### TASK DESCRIPTION
All of the data is to be written out again exactly, without the pictures.

### Referring expression pointing data

-=-=-

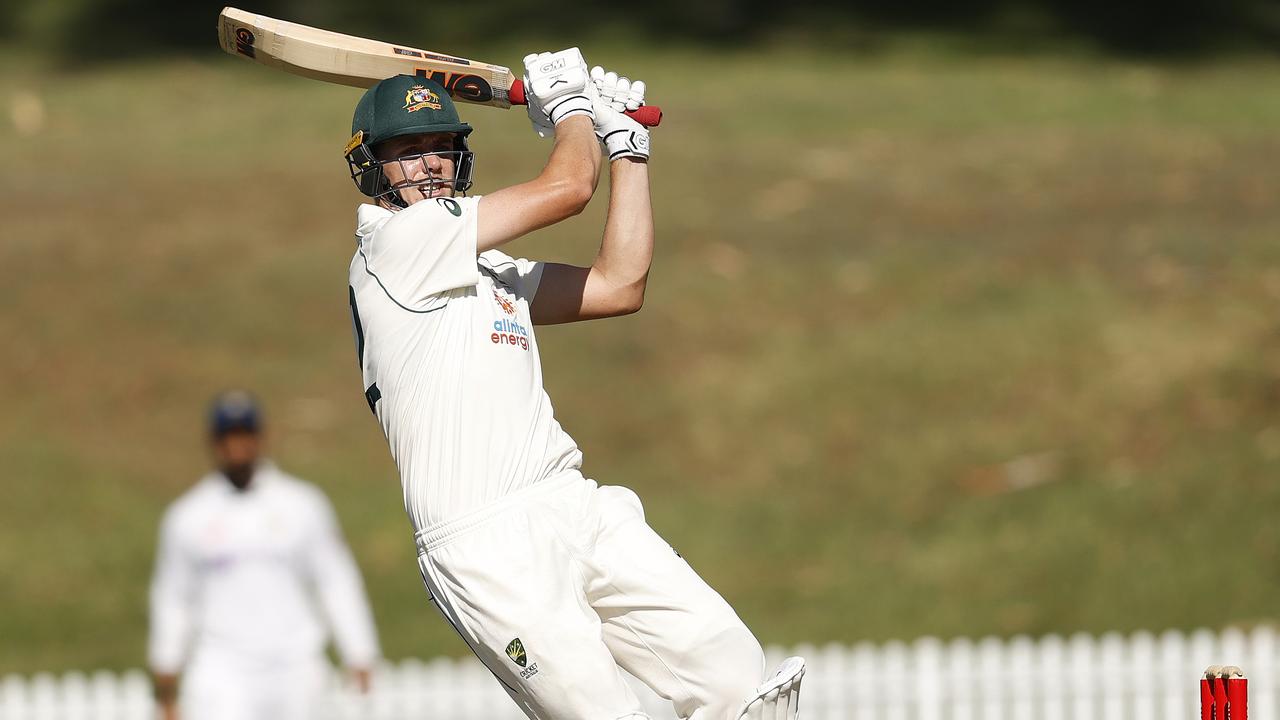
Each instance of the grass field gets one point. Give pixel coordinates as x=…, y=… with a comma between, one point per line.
x=931, y=346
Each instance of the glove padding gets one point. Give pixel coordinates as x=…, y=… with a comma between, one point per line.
x=618, y=92
x=557, y=86
x=622, y=137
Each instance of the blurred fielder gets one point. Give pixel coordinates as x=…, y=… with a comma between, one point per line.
x=250, y=572
x=556, y=583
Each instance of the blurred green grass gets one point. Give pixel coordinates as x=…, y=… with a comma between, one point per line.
x=931, y=345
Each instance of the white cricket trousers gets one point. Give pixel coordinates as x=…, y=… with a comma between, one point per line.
x=228, y=687
x=561, y=584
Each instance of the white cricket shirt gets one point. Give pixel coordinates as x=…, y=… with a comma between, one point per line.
x=449, y=359
x=256, y=574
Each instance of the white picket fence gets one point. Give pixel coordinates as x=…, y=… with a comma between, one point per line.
x=1112, y=677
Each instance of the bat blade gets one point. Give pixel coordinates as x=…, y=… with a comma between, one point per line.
x=359, y=62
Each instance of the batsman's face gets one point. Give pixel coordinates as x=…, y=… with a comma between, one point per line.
x=236, y=454
x=420, y=165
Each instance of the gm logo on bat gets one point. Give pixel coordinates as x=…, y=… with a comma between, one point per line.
x=462, y=86
x=245, y=41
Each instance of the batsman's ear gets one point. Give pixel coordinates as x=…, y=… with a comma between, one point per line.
x=365, y=169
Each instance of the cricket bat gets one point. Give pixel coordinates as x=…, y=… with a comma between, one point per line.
x=360, y=62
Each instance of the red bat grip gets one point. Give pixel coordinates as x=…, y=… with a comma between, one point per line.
x=648, y=115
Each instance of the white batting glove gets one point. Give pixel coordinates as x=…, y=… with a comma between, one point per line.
x=622, y=137
x=557, y=86
x=618, y=92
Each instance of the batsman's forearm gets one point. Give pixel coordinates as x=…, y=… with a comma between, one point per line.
x=576, y=153
x=626, y=250
x=165, y=687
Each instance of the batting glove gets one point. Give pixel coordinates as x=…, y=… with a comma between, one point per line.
x=622, y=137
x=557, y=86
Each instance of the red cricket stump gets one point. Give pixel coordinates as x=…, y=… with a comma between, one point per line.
x=1225, y=698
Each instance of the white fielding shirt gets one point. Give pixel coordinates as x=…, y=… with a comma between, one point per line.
x=257, y=575
x=449, y=360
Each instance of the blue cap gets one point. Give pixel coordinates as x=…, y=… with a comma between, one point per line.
x=233, y=410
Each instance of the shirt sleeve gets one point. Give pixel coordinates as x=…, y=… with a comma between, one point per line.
x=342, y=592
x=173, y=588
x=424, y=250
x=520, y=274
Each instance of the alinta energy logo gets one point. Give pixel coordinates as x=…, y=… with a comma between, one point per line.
x=510, y=332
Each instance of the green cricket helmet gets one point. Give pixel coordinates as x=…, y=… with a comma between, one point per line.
x=397, y=106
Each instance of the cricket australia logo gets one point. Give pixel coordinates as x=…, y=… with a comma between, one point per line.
x=504, y=302
x=419, y=98
x=516, y=652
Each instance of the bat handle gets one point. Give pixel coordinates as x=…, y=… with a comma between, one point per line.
x=648, y=115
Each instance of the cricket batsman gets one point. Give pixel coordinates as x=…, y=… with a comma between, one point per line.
x=556, y=583
x=251, y=575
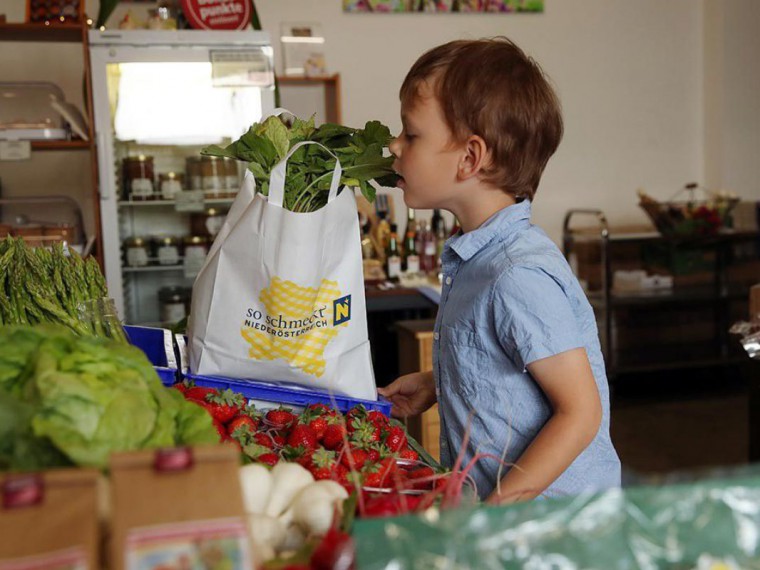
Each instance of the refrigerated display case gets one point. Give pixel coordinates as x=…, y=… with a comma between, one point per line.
x=159, y=98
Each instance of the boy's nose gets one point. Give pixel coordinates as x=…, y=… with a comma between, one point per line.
x=395, y=147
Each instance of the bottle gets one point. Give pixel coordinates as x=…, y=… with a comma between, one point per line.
x=393, y=256
x=383, y=230
x=368, y=249
x=411, y=261
x=410, y=223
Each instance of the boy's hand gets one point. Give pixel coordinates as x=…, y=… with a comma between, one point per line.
x=411, y=394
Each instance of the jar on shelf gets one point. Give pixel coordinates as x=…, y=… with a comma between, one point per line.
x=168, y=250
x=207, y=223
x=173, y=303
x=232, y=181
x=170, y=184
x=136, y=251
x=193, y=173
x=213, y=177
x=138, y=177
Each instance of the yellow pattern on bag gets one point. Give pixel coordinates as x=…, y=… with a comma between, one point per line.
x=288, y=300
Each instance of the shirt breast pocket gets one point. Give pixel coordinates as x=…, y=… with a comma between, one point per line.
x=467, y=368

-=-=-

### TASK SOLUTION
Each instance of the grass field gets one point. Give pixel coordinates as x=…, y=… with a comma between, one point per line.
x=931, y=346
Each instance of the glove padding gets one point. Give pixel coordinates as x=…, y=… with a comma between, one point per line.
x=618, y=92
x=557, y=86
x=622, y=137
Each instance of the blurred fielder gets one point. Give pixel coordinates as x=…, y=… with a comma between, one point per line.
x=250, y=572
x=556, y=583
Each instance of the blurred green grass gets one point. Give pixel coordinates as x=…, y=… with a comma between, one point per line.
x=931, y=345
Each instance of the white cricket trousers gets one point. Give pixel coordinates as x=…, y=… with a comma between, one point per line.
x=228, y=687
x=561, y=584
Each instance of the white cricket shirt gets one point. Give pixel coordinates as x=…, y=… with a comma between, one point per line.
x=449, y=359
x=256, y=574
Each instance of the white picket fence gets one point. Give pixel coordinates as x=…, y=… with a comma between, one point per line.
x=1112, y=677
Each instance of the bat blade gets one point. Give pixel coordinates as x=…, y=… with a comma between, one point per line.
x=359, y=62
Each instance of the batsman's face gets one point. Give pixel coordinates as x=…, y=… with a comma between, one point per line.
x=236, y=454
x=420, y=165
Each instance of the gm logo on bat gets one point. Give pixel coordinates as x=…, y=… with a comma between, one point per line.
x=462, y=86
x=245, y=41
Each instance of the batsman's ear gets one point. Give pixel coordinates as x=…, y=… with a comma between, one point per line.
x=365, y=169
Each instance of the cricket bat gets one point. Give pixel coordinates as x=…, y=… with a comma between, one point per line.
x=360, y=62
Each instance of the red bat grip gets one point. Give pixel coordinates as x=…, y=… with a comma between, one point per line.
x=648, y=115
Each instance of the white batting glove gets one point. Give pixel coordinates as x=…, y=… with a comma between, one point per line.
x=622, y=137
x=557, y=86
x=618, y=92
Each instance of the batsman's forearm gets one point. Give pixel coordinates as x=…, y=… with a comma between, one point per line.
x=576, y=153
x=626, y=250
x=165, y=687
Each instance of the batting glove gets one point. Give pixel coordinates as x=…, y=… with a comma between, one point per line.
x=622, y=137
x=557, y=86
Each instance of the red cricket stump gets one point. Give pixel coordinates as x=…, y=… with a comma between, one point per line.
x=1225, y=698
Each instance of the white fielding shirt gets one point. Give pixel coordinates as x=…, y=… with a comma between, one point per line.
x=257, y=575
x=449, y=360
Each instance of the blue cap gets one point. Give pixel coordinates as x=…, y=… with a comma between, one point per line.
x=233, y=410
Each instance of the shirt sleeve gets one point. Give pixel coordinates as x=…, y=… with a comma between, one point per line.
x=342, y=592
x=173, y=588
x=424, y=250
x=520, y=274
Each instance of the alinta energy logo gets one point. Give pixel coordinates as x=…, y=… with a comma between, one point per line.
x=510, y=332
Each instance of the green cricket helmet gets one point. Give pixel coordinates as x=…, y=… with a comma between, one point per line.
x=397, y=106
Each instance of the cricket australia logo gets one point. Give pixel coordinates as x=…, y=… with a comma between, one point per line.
x=504, y=302
x=419, y=98
x=516, y=652
Each instance of the bat handle gets one point. Give pixel coordinates as x=…, y=… with a comma between, one point per line.
x=648, y=115
Each instance of the cricket batsman gets one point. Give pixel coordinates as x=…, y=… with a comma between, one point per line.
x=556, y=583
x=251, y=575
Each instance of the refrigerated display case gets one point. Give pixel coordinates as x=…, y=… with a comma between, one point per line.
x=159, y=98
Each instance of the boy's nose gets one point. Give pixel coordinates as x=…, y=… with a comma between, one point per line.
x=395, y=147
Each instance of the bottle gets one point. Give pixel coordinates as x=…, y=… with a comma between, one point per line.
x=393, y=256
x=383, y=230
x=368, y=249
x=411, y=261
x=410, y=223
Each instance of the boy's hand gets one point. Give pixel coordinates as x=…, y=… with a comma between, one point per line.
x=411, y=394
Each instance of the jar on shelf gets one point. Give pixel coordinates as x=…, y=… with a comma between, one point per line.
x=168, y=250
x=207, y=223
x=173, y=303
x=232, y=181
x=170, y=184
x=136, y=251
x=193, y=173
x=213, y=177
x=138, y=177
Each instance of the yellow pattern on bag gets one point. Give pixel coordinates as x=…, y=… with a comma between, one point per line.
x=288, y=300
Each instance of the shirt breast pocket gets one point. Give pixel coordinates as x=…, y=… with a comma between, one point per line.
x=467, y=368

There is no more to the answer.